### [YOUR TASKS]
A - Repeat the part of the AESA article that begins at the words "The editors did" and stops after the words "History of Education.".
B - According to the AESA article, in what year did the inaugural issue of the journal Educational Studies appear?
C - Summarize the AESA article in two sentences.

### [PASSAGE SHOWN]

American Educational Studies Association
- Abbreviation: AESA
- Formation: 1968
- Type: Learned society
- Purpose: Research
- Headquarters: 113 N. Democratic St., Tecumseh, Michigan 49286
- President: Hilton Kelly
- Secretary: Pamela Konkol
- President-Elect: Roland Sintos Coloma
- Website: educationalstudies.org

= American Educational Studies Association =

International learned society dedicated to research on education

The American Educational Studies Association (AESA) is an international learned society dedicated to research on education. It was established in 1968 and is based in Tecumseh, Michigan. Most of its members are university professors whose work pertains to education in one of multiple liberal arts disciplines. It is a member of the Council of Social Foundations in Education. It publishes a newsletter and the peer-reviewed journal Educational Studies.

== Educational Studies: The Journal of the AESA ==
In the inaugural issue of the new journal in 1970, editors Lantz, Laska, Rich, & Hackett addressed the proliferation of educational and research materials:

"We live in an ‘explosive’ age. Not only must we try to come to terms with the awesome power of the atom, but we have recently been made aware of the perhaps equally threatening ‘population explosion.’  We also must contend with another explosive situation –a rapidly increasing proliferation of books and journals that has begun to exceed the capacities of our library storage facilities as well as the reading capabilities of the students and scholars these publications are intended to serve."

The editors did not want to add to the explosion of new information, so they created their journal to review, promote, and, potentially, eliminate publications that AESA members may be interested in.  Through monthly review essays and feature articles, plus extensive book review “articles,” new information and ideas were brought to the attention of teachers across disciplines.  The journal arranged multidisciplinary subject material within the realms of Educational Research and Reference, Philosophy of Education, Educational Psychology, Comparative and International Education, Teaching Process and the Curriculum, Educational System as a Formal Organization, Educational Policy Issues, Social Foundations of Education, and History of Education.

[Stored data]
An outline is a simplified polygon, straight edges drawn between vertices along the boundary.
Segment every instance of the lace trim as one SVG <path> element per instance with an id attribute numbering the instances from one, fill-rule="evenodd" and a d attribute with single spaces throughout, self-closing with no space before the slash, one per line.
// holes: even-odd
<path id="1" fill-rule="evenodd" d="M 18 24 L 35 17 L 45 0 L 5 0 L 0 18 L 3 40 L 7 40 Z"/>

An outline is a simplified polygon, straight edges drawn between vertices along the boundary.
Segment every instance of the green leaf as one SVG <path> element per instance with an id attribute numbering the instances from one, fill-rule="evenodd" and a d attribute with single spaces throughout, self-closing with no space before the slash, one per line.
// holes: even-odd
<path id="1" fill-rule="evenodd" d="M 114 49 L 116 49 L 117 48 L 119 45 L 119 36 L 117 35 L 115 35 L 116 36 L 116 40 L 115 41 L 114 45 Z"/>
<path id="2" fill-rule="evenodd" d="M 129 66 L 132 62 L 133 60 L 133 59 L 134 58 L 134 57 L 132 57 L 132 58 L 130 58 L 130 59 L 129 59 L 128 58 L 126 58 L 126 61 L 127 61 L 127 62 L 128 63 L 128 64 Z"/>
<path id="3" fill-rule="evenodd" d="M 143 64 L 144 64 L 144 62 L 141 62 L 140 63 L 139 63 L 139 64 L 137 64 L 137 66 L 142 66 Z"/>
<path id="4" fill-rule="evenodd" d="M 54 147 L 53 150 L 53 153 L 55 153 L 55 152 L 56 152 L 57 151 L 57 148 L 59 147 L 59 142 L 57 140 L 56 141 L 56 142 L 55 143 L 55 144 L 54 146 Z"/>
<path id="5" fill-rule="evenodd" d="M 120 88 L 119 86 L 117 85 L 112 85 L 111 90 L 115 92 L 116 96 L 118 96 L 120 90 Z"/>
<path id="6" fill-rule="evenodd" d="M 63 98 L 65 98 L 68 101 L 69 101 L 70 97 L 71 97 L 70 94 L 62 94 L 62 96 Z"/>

### [ANSWERS TO THE EXERCISE]
A -
The editors did not want to add to the explosion of new information, so they created their journal to review, promote, and, potentially, eliminate publications that AESA members may be interested in.  Through monthly review essays and feature articles, plus extensive book review “articles,” new information and ideas were brought to the attention of teachers across disciplines.  The journal arranged multidisciplinary subject material within the realms of Educational Research and Reference, Philosophy of Education, Educational Psychology, Comparative and International Education, Teaching Process and the Curriculum, Educational System as a Formal Organization, Educational Policy Issues, Social Foundations of Education, and History of Education.

B - 1970

C - The American Educational Studies Association is an international learned society dedicated to research on education, founded in 1968 and based in Tecumseh, Michigan, with members who are mostly university professors working on education in liberal arts disciplines. It publishes a newsletter and the peer-reviewed journal Educational Studies, which its editors created in 1970 to review, promote and potentially eliminate publications rather than add to the growing flood of books and journals.